[start Records supplied]

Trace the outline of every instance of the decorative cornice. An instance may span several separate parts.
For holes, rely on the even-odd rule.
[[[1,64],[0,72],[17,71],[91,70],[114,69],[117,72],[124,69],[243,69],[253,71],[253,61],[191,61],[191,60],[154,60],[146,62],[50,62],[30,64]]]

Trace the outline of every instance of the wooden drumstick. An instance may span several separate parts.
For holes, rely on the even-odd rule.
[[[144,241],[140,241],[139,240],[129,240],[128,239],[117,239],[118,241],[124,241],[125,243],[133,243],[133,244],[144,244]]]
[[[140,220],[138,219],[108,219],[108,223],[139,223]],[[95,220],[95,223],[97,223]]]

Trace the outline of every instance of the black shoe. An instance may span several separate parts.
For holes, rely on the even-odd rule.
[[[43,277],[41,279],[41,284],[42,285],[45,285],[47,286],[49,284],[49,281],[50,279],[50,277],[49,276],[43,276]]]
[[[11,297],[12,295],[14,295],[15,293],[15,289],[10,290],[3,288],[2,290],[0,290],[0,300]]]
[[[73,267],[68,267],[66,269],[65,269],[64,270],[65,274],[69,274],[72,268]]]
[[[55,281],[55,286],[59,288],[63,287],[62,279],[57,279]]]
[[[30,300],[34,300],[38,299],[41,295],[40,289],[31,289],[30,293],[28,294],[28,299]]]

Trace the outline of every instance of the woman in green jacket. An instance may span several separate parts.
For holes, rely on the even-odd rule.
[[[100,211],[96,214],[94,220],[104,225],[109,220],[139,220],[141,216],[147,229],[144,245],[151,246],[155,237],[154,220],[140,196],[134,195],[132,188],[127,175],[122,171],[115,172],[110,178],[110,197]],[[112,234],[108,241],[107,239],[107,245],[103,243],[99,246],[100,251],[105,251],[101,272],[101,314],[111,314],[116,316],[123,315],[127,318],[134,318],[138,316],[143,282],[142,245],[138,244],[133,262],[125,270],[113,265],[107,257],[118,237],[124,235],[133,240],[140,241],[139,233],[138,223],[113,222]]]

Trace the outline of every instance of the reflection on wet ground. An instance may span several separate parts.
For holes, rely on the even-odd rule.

[end Records supplied]

What is expected: Rewrite all of these lines, swapping every occurrence of "even-odd rule" for "nonzero winding rule" and keeping everything else unchanged.

Output for this task:
Trace the outline of every instance of the decorative cornice. An instance may span several separate parts.
For holes, rely on the nonzero winding rule.
[[[1,64],[0,72],[17,71],[91,70],[114,69],[117,72],[124,69],[243,69],[253,71],[253,61],[191,61],[191,60],[154,60],[146,62],[50,62],[30,64]]]

Trace the outline of every instance of the wooden drumstick. An instance may span several separate parts.
For holes, rely on the nonzero winding rule.
[[[144,241],[140,241],[139,240],[129,240],[128,239],[117,239],[118,241],[124,241],[125,243],[133,243],[133,244],[144,244]]]
[[[140,220],[138,219],[108,219],[108,223],[139,223]],[[95,220],[95,223],[97,223]]]

Trace the outline of every instance of the black shoe. An instance may span several separate parts.
For holes, rely on the nonzero winding rule.
[[[43,277],[41,279],[41,284],[42,285],[45,285],[47,286],[49,284],[49,281],[50,279],[50,277],[49,276],[43,276]]]
[[[11,297],[12,295],[14,295],[15,293],[15,289],[10,290],[3,288],[2,290],[0,290],[0,300]]]
[[[73,267],[68,267],[66,269],[65,269],[64,270],[65,274],[69,274],[72,268]]]
[[[55,281],[55,286],[59,288],[63,287],[62,279],[57,279]]]
[[[30,300],[34,300],[38,299],[41,295],[40,289],[31,289],[30,293],[28,294],[28,299]]]

Trace the outline of every instance of the woman in green jacket. An instance may span several separate parts.
For holes, rely on the nonzero winding rule.
[[[100,211],[96,214],[94,220],[104,225],[109,220],[139,220],[141,216],[147,229],[144,245],[151,246],[155,237],[154,220],[140,196],[134,195],[132,188],[127,175],[122,171],[115,172],[110,178],[110,197]],[[112,234],[108,241],[107,239],[107,245],[103,243],[99,246],[100,251],[105,251],[101,272],[101,314],[111,314],[116,316],[123,315],[127,318],[134,318],[138,316],[143,282],[142,245],[138,244],[133,262],[125,270],[113,265],[107,257],[118,237],[124,235],[133,240],[140,241],[139,233],[138,223],[113,222]]]

Trace the outline of every instance of the reflection on wet ground. An instance may span several separate parts.
For holes, rely on the nonzero winding rule.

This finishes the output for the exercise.